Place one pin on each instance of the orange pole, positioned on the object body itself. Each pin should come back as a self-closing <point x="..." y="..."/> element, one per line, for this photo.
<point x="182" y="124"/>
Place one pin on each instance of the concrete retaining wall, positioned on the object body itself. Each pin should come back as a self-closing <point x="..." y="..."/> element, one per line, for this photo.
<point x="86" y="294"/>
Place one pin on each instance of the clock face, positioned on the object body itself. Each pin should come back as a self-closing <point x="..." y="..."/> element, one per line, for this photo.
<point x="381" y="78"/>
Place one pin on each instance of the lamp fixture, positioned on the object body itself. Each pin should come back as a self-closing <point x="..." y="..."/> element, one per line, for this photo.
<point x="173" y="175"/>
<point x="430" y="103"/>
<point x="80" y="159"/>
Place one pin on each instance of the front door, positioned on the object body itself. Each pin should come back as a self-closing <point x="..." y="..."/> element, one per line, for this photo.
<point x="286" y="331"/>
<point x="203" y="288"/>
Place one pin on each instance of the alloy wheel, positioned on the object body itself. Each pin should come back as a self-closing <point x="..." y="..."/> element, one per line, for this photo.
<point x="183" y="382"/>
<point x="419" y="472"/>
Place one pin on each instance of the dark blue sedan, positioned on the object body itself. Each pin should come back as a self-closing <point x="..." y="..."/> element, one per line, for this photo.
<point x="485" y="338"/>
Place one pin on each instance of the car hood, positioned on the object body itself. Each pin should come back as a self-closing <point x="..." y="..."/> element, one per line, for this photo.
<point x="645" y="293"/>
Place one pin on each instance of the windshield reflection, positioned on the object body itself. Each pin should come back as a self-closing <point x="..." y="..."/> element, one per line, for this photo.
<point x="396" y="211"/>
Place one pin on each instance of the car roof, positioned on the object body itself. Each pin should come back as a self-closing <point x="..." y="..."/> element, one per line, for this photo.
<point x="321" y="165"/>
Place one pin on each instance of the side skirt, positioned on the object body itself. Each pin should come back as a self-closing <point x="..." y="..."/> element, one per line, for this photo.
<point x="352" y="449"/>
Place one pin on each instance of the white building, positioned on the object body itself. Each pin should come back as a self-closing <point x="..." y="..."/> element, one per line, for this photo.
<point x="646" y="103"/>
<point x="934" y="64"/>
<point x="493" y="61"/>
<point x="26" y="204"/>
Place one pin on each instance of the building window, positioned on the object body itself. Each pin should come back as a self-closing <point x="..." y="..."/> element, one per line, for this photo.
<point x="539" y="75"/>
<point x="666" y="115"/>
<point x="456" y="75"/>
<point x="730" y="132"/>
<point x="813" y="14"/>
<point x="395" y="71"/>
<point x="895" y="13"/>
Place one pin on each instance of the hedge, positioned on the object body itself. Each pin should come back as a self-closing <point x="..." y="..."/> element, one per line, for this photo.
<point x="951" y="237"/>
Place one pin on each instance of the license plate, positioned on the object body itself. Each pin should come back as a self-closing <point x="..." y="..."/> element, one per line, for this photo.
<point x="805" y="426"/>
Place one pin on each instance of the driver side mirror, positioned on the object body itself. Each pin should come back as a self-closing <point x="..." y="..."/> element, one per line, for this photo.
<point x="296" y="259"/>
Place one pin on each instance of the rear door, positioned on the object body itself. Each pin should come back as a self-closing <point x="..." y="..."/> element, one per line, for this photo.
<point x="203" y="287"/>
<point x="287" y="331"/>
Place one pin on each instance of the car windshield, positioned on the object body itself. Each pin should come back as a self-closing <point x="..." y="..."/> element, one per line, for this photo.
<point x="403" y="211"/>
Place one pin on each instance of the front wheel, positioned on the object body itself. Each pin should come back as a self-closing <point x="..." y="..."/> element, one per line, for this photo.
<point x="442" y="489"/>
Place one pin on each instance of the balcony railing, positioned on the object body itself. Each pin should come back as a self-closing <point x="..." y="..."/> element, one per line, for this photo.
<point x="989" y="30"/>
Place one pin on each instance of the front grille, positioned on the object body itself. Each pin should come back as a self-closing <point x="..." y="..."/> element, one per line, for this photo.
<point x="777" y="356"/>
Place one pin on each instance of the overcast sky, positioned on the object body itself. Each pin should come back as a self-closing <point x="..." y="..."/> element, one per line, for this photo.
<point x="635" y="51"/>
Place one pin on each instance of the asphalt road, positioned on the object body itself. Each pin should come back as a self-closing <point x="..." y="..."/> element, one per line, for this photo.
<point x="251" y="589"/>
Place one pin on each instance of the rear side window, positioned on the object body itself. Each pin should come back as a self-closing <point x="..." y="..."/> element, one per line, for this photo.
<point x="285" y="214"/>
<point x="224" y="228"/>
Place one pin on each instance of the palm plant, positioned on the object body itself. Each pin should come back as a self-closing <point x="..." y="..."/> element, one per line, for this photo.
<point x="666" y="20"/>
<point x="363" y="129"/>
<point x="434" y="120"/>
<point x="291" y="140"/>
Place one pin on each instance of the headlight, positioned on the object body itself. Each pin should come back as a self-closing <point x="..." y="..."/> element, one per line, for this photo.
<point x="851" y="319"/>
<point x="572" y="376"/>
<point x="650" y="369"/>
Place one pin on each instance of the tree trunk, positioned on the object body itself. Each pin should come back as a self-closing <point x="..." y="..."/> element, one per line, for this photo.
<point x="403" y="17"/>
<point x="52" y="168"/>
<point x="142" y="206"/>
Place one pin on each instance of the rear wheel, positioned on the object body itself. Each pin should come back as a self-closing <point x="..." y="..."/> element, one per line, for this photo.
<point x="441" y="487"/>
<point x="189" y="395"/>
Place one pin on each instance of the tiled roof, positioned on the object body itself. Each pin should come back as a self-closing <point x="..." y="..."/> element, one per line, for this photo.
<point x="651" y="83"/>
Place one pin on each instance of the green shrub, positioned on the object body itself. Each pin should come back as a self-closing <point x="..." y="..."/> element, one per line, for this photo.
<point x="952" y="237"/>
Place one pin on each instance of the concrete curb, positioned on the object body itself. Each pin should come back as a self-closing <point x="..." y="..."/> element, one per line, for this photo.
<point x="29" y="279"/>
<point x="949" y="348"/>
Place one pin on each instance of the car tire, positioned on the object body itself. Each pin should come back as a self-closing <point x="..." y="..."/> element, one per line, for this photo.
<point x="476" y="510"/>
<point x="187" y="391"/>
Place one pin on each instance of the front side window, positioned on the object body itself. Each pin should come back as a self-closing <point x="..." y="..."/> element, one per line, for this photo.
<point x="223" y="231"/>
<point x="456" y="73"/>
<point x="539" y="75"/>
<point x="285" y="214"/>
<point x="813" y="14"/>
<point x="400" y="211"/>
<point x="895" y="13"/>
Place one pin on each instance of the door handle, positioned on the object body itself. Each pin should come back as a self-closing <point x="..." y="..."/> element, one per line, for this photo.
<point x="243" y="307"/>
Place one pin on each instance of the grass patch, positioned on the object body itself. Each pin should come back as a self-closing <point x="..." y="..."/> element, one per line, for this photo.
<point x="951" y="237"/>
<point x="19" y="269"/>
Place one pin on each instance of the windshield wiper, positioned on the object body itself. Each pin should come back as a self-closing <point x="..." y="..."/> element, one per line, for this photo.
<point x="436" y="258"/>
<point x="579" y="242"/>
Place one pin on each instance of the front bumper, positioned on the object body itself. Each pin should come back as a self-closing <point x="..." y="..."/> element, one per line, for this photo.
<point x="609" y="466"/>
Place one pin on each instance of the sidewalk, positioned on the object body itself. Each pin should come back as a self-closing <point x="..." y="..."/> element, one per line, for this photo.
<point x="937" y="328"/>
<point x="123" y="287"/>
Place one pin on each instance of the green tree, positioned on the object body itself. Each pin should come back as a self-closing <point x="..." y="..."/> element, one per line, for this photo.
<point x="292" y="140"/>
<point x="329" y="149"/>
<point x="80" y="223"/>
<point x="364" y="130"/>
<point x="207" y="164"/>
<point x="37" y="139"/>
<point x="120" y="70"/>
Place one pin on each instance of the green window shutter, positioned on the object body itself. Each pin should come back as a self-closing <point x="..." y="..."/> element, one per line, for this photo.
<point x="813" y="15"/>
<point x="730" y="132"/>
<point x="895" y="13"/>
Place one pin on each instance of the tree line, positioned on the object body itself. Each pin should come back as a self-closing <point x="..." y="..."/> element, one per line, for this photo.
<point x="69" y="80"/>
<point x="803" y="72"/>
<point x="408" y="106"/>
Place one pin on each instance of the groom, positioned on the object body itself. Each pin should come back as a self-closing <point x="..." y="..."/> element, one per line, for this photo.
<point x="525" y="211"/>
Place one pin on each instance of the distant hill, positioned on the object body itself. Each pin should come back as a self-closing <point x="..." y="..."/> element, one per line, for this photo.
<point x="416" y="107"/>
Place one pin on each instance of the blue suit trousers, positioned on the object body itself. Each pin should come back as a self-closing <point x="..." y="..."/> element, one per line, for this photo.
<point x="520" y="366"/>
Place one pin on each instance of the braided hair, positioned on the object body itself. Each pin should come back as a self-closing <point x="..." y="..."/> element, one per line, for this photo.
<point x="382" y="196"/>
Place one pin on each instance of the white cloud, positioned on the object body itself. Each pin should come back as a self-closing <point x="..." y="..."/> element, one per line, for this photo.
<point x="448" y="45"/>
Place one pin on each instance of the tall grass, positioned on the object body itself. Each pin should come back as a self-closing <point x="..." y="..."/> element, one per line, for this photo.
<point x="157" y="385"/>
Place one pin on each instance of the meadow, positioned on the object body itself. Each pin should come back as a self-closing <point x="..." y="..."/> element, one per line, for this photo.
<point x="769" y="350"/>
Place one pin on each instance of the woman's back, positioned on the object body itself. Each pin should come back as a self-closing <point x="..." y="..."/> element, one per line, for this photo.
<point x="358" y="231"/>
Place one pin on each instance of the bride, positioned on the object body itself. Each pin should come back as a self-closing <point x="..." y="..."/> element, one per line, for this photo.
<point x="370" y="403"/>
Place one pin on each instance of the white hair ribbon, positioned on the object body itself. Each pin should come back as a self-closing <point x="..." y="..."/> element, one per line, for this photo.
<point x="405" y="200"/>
__________
(WORK REQUIRED): Starting at the line that contains "Place one pin on each instance of the meadow, positioned", output every remaining line of the data exactly, and stop after the last one.

(RESULT OF THIS EXERCISE):
Place one pin on each instance of the meadow, positioned on the object body itself. Each pin should come back as a self-closing <point x="..." y="..."/> element, one per line, for this photo.
<point x="769" y="350"/>
Place one pin on each instance of the woman's back, positioned on the object body itself. Each pin should come back as a self-closing <point x="..." y="..."/> element, one per line, for this photo.
<point x="358" y="231"/>
Place one pin on each instance of the bride, positioned on the object body itself. Each pin should come back as a self-closing <point x="..." y="..."/> element, one per line, for this photo.
<point x="370" y="403"/>
Place one pin on each instance of the white hair ribbon, positioned on the object body itself. Each pin should come back as a self-closing <point x="..." y="..."/> element, one per line, for this photo.
<point x="405" y="200"/>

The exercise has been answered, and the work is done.